REQUIRED WORK -
Please quote every record below word for word, without the pictures.

MATERIAL FOR THE TASK -
== == ==

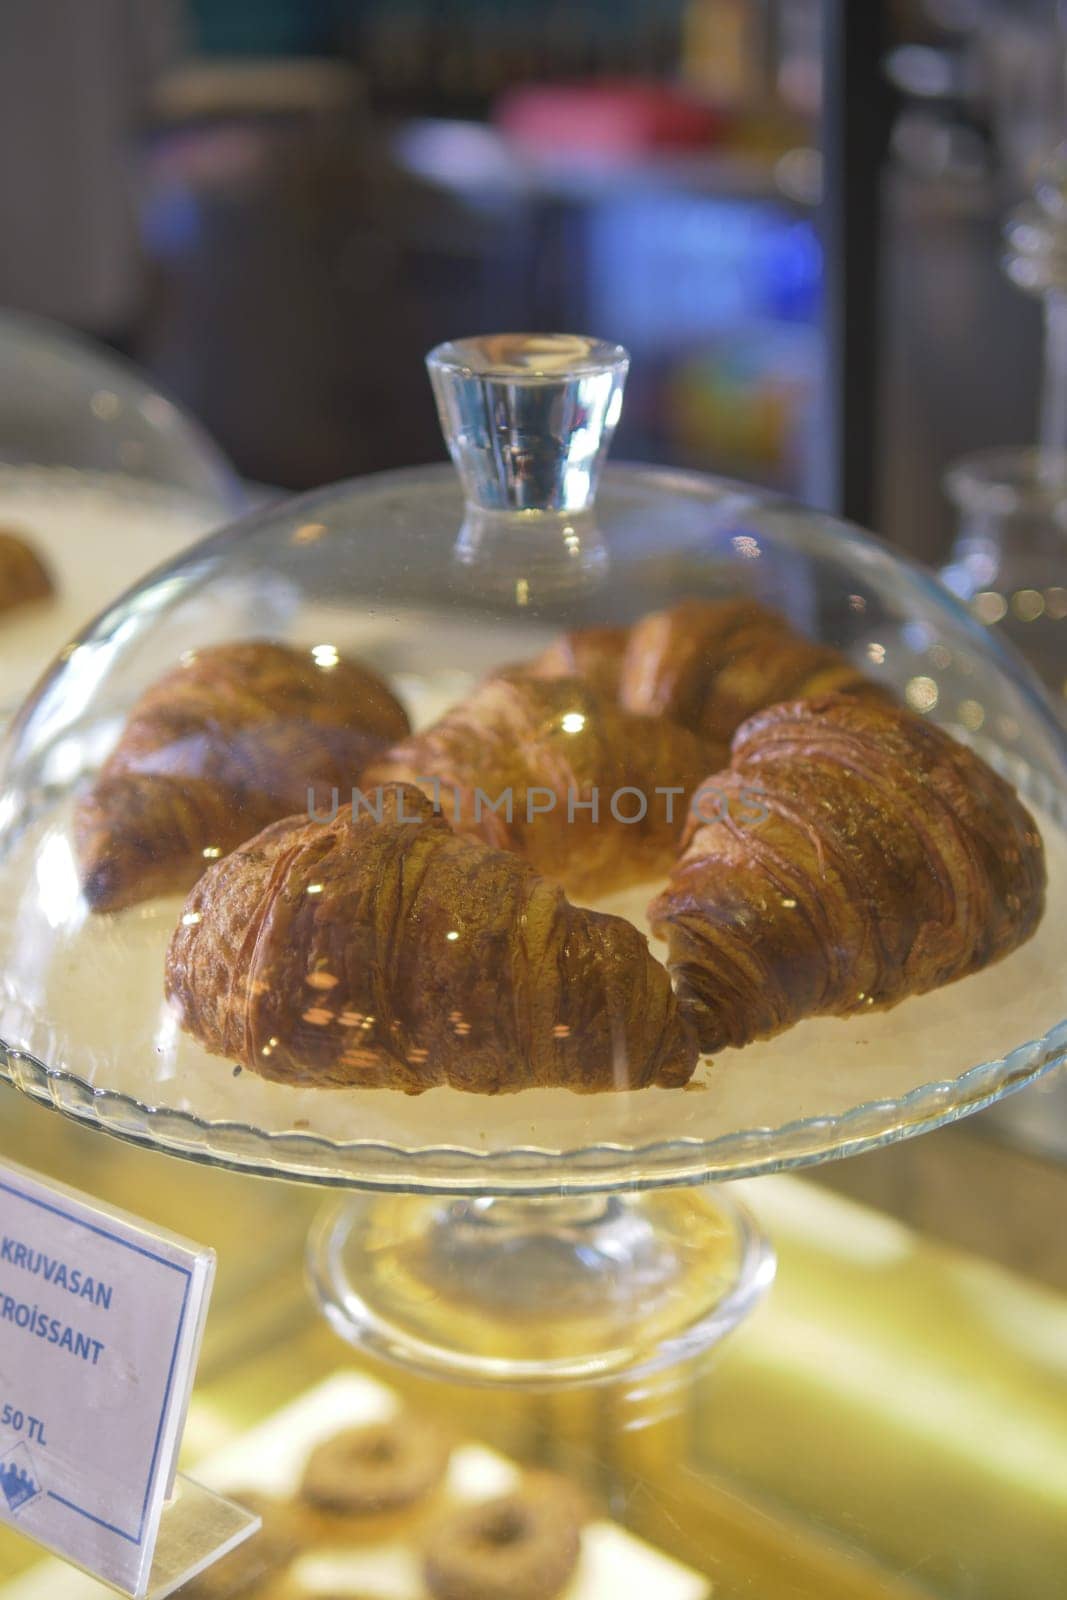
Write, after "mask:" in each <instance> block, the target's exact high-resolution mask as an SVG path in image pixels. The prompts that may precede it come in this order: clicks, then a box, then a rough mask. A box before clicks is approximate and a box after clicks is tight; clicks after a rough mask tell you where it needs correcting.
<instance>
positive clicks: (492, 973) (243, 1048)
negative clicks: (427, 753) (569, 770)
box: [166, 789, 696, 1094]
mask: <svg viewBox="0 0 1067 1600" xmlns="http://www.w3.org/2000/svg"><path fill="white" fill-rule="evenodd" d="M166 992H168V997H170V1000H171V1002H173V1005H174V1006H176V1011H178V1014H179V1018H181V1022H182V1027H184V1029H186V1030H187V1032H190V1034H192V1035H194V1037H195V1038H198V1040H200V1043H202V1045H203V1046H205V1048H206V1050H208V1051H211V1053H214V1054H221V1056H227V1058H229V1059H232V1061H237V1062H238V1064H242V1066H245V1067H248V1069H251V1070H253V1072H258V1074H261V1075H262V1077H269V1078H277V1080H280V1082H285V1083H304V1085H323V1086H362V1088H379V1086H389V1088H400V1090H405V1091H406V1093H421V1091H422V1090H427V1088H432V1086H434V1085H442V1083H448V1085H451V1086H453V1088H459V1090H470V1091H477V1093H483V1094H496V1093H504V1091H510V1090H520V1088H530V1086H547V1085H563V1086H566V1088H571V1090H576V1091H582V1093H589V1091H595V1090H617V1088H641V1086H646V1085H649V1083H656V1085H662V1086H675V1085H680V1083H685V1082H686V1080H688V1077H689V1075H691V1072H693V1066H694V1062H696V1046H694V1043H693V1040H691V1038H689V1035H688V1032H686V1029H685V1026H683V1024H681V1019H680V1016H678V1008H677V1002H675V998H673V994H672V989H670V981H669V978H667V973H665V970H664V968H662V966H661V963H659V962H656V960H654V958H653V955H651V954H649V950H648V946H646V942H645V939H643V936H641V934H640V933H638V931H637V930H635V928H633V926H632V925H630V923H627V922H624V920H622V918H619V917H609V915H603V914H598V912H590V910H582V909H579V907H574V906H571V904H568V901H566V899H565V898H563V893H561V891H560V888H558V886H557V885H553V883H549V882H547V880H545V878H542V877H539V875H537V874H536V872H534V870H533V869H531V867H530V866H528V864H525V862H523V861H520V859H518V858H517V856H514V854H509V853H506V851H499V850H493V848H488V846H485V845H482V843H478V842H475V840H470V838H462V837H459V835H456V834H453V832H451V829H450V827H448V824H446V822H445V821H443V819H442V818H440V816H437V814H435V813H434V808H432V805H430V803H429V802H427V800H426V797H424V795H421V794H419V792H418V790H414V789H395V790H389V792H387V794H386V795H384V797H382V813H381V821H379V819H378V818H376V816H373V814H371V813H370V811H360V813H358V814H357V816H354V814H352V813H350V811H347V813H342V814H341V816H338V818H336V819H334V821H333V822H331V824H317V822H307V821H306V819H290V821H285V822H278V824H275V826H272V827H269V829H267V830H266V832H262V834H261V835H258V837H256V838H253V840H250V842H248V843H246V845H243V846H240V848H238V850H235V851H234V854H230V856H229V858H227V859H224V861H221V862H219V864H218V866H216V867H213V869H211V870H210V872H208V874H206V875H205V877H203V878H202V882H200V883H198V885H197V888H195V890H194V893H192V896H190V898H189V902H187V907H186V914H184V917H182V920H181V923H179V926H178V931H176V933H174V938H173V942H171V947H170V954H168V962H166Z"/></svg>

== == ==

WRITTEN ANSWER -
Write, after "mask:" in each <instance> block, the target's exact high-resolution mask as an SVG path in image pixels. The prompts that may precede it come in this order: clicks, then a box, then a rough mask. A box before clicks is approximate and a box after clicks is tight; clicks after a rough mask tell you where it needs correcting.
<instance>
positive clicks: (492, 973) (243, 1048)
negative clicks: (427, 753) (569, 770)
box: [166, 789, 696, 1094]
mask: <svg viewBox="0 0 1067 1600" xmlns="http://www.w3.org/2000/svg"><path fill="white" fill-rule="evenodd" d="M166 992H168V997H170V1000H171V1002H173V1005H174V1006H176V1011H178V1014H179V1018H181V1022H182V1027H184V1029H186V1030H187V1032H190V1034H192V1035H194V1037H195V1038H198V1040H200V1043H202V1045H203V1046H205V1048H206V1050H208V1051H211V1053H214V1054H221V1056H227V1058H229V1059H232V1061H237V1062H238V1064H242V1066H245V1067H248V1069H251V1070H253V1072H258V1074H261V1075H262V1077H269V1078H277V1080H280V1082H285V1083H304V1085H323V1086H362V1088H379V1086H389V1088H400V1090H405V1091H406V1093H421V1091H422V1090H427V1088H432V1086H434V1085H442V1083H448V1085H451V1086H453V1088H459V1090H470V1091H477V1093H483V1094H496V1093H504V1091H510V1090H520V1088H530V1086H547V1085H563V1086H566V1088H571V1090H576V1091H582V1093H589V1091H595V1090H617V1088H641V1086H646V1085H649V1083H656V1085H662V1086H675V1085H680V1083H685V1082H686V1080H688V1077H689V1075H691V1072H693V1066H694V1062H696V1046H694V1043H693V1040H691V1038H689V1035H688V1032H686V1029H685V1026H683V1024H681V1019H680V1016H678V1008H677V1002H675V998H673V994H672V989H670V981H669V978H667V973H665V970H664V968H662V966H661V963H659V962H656V960H654V958H653V955H651V954H649V950H648V946H646V942H645V939H643V936H641V934H640V933H638V931H637V930H635V928H633V926H632V925H630V923H627V922H624V920H622V918H619V917H609V915H603V914H598V912H590V910H582V909H579V907H574V906H571V904H568V901H566V899H565V898H563V893H561V891H560V888H558V886H557V885H553V883H549V882H547V880H545V878H542V877H539V875H537V874H536V872H534V870H533V869H531V867H530V866H528V864H525V862H523V861H520V859H518V858H517V856H514V854H509V853H506V851H499V850H493V848H488V846H485V845H482V843H478V842H475V840H470V838H462V837H459V835H456V834H453V832H451V829H450V827H448V824H446V822H445V821H443V819H442V818H440V816H437V814H435V813H434V808H432V805H430V803H429V802H427V800H426V797H424V795H421V794H419V792H418V790H414V789H395V790H389V792H387V794H386V795H384V797H382V813H381V821H379V819H378V818H376V816H373V814H371V813H370V811H360V813H358V814H357V816H354V814H352V813H350V811H347V813H342V814H341V816H338V818H336V819H334V821H333V822H331V824H317V822H307V821H306V819H290V821H285V822H278V824H275V826H272V827H269V829H267V830H266V832H262V834H261V835H258V837H256V838H253V840H250V842H248V843H246V845H243V846H240V848H238V850H235V851H234V854H230V856H229V858H227V859H224V861H221V862H219V864H218V866H216V867H213V869H211V870H210V872H208V874H206V875H205V877H203V878H202V882H200V883H198V885H197V888H195V890H194V893H192V896H190V898H189V902H187V907H186V914H184V917H182V920H181V923H179V926H178V931H176V933H174V938H173V942H171V947H170V954H168V962H166Z"/></svg>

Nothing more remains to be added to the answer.